- _Extract to read_:
________________
Paleologu was born in an ancient Romanian boyar family that had its origins in the last dynasty Palaeologus that ruled the Byzantine Empire. They had moved from the Lesbos Island to the Danubian Principalities at the beginning of the 18th century. Paleologu was also, through various marriages, a descendant of the great ruler of Wallachia Constantin Brâncoveanu. His father was a Liberal MP and later general secretary in the Ministries of Justice and of Finance.
Alexandru graduated from the Spiru Haret High School in Bucharest and then he studied Law at Bucharest University. In 1944 he took part in the Romanian committee of the armistice and between 1946 and 1948 he worked for the Romanian Royal Ministry of External Affairs. After the communists took power he was under surveillance by the Securitate, and he lived hidden and under a false name in Câmpulung until 1956, when he worked as a researcher at the Romanian Academy in the Institute of Ancient Art History.
In 1959 he was arrested and sentenced to 14 years of forced labour. In prison, he met many other important people in Romanian culture such as Constantin Noica and Alexandru Ivasiuc. He was freed in 1964 and he worked at the same Institute in the Theatre section. He was the literary secretary of the Constantin Nottara theatre of Bucharest and in 1967 he became member of the Romanian Writers' Union. Between 1970 and 1976 he was a writer for the Cartea Românească publishing house.
After the Romanian revolution of 1989 he was named ambassador of Romania to France starting February 1, 1990, but he was replaced in June 1990 because he was a sympathiser of the "Golaniad" movement of the University Square (he was self-styled "the ambassador of the hooligans" - ambasadorul golanilor), as well due to his pro-monarchist views.
________________
- _Source excerpt_:
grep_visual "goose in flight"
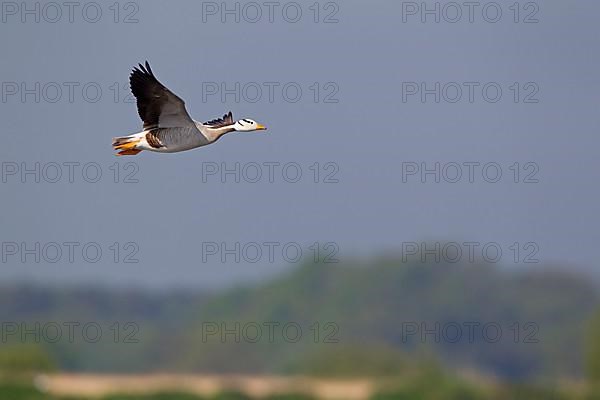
________________
- _Jobs_:
a) Name every ministry mentioned in the biography of Alexandru Paleologu.
b) Carry on the biography of Alexandru Paleologu from its final sentence.

- _Task-by-task results_:
a) The Ministry of Justice, the Ministry of Finance, and the Romanian Royal Ministry of External Affairs.

b)
He later became a member of the Civic Alliance Party, founded by Nicolae Manolescu and he was between 1992 and 1996 a senator of Argeş. He later was a Liberal senator of Vrancea and between 2000 and 2004 a senator of Bucharest.
In the years after 1989 he admitted in a book of interviews with historian and novelist Stelian Tănase that during the communist period he eventually ended up collaborating with the "Securitate" (the Romanian Communist secret police) and asked Romanians to forgive him.
[edit] Books published
- "Spiritul şi litera. Eseuri critice", 1970
- "Bunul-simţ ca paradox. Eseuri", 1972
- "Simţul practic. Eseuri şi polemici", 1974
- "Treptele lumii sau calea către sine a lui Mihail Sadoveanu", 1978
- "Ipoteze de lucru. Studii şi eseuri literare", 1980
- "Alchimia existenţei. Eseuri şi portrete", 1983. A doua ediţie, revizuită, 1997
- "Souvenirs merveilleux d'un ambassadeur des golans" (Minunatele amintiri ale unui ambasador al golanilor), Editura Ballard, 1992; Editura Humanitas, 1993
- "Minunatele amintiri ale unui ambasador al golanilor", 1993
- "Sfidarea memoriei", 1995 (un dialog cu Stelian Tănase)
- "Despre lucruri cu adevărat importante", 1997; a doua ediţie 1998
- "Interlocuţiuni", 1997
- "Politeţea ca armă. Convorbiri şi articole mai mult sau mai puţin politice" (2000)
- "L'Occident est à l'Est" (2001)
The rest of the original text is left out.